--- Provided passage ---

Pediatricians lead the way in making microwaves safer for kids
NEW ORLEANS — Summarizing a successful effort to make microwave doors “child-resistant” to protect kids from scalds, researchers highlighted how pediatricians can become more involved in advocating for safer consumer products.
“About half of all patients in burn units in the country are children, and most are there for scalds, not fires,” Kyran Quinlan, MD, MPH, professor and director of the division of pediatrics at Rush University Children’s Hospital, told Infectious Diseases in Children.
Research presented last year at the AAP National Conference & Exhibition showed that 20% of scald injuries in children aged 4 to 12 years are related to instant soup and noodle preparation.
In a previous interview with Infectious Diseases in Children, an AAP spokesperson Wendy Sue Swanson, MD, MBE, FAAP, noted that microwaves are often placed above children’s height and tend to heat foods inconsistently.

--- Material shown ---

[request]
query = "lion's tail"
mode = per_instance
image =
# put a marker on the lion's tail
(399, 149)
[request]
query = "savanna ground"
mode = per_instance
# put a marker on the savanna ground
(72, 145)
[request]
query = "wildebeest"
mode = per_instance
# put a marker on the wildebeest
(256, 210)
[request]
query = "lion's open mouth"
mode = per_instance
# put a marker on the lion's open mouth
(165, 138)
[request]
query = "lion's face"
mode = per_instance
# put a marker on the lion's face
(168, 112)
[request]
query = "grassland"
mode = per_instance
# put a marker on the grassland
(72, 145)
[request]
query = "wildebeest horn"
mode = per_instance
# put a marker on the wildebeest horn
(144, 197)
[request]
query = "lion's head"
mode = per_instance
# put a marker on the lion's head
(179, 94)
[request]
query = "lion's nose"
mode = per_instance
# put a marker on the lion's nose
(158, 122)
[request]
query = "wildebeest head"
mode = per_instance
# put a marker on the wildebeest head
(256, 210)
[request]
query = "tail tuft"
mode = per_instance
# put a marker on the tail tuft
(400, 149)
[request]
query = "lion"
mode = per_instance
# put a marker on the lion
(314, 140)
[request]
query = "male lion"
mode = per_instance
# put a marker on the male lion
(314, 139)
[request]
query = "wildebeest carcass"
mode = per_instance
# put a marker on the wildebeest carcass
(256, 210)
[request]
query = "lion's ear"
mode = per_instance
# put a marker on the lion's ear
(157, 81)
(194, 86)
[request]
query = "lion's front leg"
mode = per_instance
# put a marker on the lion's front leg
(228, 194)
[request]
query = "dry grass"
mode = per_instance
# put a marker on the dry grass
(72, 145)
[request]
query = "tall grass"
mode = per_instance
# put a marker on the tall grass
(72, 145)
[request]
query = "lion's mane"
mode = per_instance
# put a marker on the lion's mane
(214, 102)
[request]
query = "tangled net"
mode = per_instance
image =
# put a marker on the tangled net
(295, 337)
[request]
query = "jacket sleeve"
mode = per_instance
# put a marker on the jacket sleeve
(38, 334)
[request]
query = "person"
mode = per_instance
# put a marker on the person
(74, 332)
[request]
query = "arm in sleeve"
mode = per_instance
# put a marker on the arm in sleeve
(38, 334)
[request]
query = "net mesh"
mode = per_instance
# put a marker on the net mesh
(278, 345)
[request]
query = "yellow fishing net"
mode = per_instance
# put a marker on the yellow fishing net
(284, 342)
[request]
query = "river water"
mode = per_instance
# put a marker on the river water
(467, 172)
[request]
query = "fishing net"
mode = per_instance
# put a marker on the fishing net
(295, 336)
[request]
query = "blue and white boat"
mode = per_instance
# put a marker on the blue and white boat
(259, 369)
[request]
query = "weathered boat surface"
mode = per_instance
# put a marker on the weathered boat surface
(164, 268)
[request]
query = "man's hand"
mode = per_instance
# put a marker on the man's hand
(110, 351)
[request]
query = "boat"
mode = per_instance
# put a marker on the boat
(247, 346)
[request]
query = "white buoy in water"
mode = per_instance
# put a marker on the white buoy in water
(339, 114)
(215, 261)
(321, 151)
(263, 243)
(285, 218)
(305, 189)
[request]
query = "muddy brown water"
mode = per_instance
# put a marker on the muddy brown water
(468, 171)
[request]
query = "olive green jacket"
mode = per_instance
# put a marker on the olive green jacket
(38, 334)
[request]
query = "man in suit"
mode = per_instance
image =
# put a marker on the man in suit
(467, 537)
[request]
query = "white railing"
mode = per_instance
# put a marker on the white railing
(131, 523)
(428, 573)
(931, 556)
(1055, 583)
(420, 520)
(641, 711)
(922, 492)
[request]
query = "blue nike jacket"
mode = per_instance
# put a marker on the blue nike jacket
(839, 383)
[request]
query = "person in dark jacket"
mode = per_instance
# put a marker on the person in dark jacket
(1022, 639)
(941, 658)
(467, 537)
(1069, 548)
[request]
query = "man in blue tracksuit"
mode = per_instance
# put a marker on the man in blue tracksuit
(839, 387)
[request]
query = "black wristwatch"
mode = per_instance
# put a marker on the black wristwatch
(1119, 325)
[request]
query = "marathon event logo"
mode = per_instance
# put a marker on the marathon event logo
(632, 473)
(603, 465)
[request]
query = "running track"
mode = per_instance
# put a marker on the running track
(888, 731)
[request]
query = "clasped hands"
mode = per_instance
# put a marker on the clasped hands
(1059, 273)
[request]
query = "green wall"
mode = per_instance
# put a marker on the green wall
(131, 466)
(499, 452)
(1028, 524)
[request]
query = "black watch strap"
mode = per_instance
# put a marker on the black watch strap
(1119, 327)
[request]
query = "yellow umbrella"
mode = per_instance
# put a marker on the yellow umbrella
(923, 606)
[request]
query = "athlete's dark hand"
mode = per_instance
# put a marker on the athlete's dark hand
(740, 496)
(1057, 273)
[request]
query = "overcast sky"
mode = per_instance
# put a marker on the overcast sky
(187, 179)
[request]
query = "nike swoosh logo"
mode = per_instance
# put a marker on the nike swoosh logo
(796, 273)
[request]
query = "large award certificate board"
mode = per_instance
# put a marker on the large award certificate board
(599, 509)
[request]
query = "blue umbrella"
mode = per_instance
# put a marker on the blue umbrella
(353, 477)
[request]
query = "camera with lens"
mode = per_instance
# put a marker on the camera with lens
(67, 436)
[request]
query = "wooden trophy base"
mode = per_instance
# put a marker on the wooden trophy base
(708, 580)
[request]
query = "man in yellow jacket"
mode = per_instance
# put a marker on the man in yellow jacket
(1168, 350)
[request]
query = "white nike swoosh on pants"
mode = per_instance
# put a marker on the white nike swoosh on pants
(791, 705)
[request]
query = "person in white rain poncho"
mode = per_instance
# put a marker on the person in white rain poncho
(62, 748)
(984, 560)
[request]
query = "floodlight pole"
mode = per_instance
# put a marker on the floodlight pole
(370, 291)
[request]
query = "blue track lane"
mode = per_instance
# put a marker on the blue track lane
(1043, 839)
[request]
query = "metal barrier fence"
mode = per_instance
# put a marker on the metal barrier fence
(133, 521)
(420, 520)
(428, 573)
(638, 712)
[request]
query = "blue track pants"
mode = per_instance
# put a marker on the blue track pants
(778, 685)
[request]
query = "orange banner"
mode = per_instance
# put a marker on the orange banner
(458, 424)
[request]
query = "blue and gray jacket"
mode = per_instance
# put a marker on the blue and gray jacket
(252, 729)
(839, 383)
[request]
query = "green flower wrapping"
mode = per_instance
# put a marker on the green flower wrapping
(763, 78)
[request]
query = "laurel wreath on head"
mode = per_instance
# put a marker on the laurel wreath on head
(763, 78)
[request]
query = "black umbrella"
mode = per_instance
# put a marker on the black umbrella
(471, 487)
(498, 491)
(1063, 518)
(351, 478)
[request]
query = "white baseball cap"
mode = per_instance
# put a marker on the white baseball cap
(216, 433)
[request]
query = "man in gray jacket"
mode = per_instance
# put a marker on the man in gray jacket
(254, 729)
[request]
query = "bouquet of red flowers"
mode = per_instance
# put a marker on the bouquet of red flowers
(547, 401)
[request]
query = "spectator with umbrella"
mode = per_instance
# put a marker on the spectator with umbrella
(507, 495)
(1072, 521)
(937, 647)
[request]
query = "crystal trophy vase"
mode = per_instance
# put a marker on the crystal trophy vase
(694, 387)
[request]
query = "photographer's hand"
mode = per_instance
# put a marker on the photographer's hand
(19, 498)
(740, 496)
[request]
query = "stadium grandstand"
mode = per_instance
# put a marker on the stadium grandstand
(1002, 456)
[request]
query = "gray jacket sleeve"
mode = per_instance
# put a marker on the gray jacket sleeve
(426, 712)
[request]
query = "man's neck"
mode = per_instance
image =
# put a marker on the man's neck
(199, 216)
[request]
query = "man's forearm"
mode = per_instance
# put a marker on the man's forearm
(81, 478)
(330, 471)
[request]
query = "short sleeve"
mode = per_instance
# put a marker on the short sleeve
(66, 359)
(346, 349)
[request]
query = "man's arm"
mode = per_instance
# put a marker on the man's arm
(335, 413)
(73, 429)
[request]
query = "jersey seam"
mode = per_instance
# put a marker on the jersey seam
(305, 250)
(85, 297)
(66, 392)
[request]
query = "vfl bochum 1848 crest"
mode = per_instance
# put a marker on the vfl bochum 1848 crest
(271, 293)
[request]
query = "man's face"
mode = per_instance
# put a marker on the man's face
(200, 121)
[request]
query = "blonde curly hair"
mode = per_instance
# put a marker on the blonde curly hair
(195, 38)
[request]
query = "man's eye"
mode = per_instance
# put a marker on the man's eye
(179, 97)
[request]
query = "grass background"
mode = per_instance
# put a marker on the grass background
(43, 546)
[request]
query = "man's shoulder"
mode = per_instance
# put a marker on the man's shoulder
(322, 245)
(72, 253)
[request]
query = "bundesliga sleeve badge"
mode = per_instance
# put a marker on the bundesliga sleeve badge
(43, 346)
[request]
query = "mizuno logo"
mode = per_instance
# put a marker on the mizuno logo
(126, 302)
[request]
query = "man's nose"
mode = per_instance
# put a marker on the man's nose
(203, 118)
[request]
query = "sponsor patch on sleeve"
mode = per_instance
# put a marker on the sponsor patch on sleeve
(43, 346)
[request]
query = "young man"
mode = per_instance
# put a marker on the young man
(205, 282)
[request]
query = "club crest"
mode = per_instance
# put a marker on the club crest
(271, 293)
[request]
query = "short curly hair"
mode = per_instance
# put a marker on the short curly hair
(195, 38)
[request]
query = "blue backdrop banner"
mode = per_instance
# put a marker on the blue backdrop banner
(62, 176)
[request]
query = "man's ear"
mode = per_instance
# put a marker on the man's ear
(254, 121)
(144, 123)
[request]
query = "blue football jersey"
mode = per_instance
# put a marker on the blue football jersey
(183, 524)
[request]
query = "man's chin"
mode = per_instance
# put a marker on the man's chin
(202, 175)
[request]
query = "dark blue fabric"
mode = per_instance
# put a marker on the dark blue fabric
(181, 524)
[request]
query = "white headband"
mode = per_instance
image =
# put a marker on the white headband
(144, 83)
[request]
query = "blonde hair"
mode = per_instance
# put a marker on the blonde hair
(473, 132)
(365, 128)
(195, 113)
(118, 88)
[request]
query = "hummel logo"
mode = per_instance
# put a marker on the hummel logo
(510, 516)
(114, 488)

---

Continue the news piece on making microwaves safer for kids, starting right after its last sentence. None of the rows above matter here.

Exercise output ▸
In 2013, Quinlan and colleagues proposed a change to the standards for manufacturing microwaves that would be safer for children. The proposal did not pass. The researchers then attempted to increase awareness on the topic of microwave safety by presenting at national meetings, working with engineering students to develop child-resistant microwave doors, and creating a short educational video.
“These burns are severe and can change a child’s life,” Quinlan said. “Prevention is tough because these happen in so many ways, especially around the kitchen. We realized nearly 15 years ago that a portion of these injuries happen when a young child — a toddler usually — accesses heated things like soup by opening the door of the microwave themselves. Making the door child-resistant was a way we could protect children from these burns.”
He said there have been education campaigns across the United States on how to prevent pediatric scald burn injuries.
“This is great, and is very well-intended, but it’s very difficult to know that they have helped,” Quinlan said. “In the past, all the education in the world did not reduce deadly poisonings of toddlers. Creating child-resistant packaging worked. Making the world safer is the way to go.”
To further promote their efforts, Quinlan and another colleague joined a national task group on the issue of microwave safety in 2017 and became voting members on the Underwriters Laboratories Standards Technical Panel.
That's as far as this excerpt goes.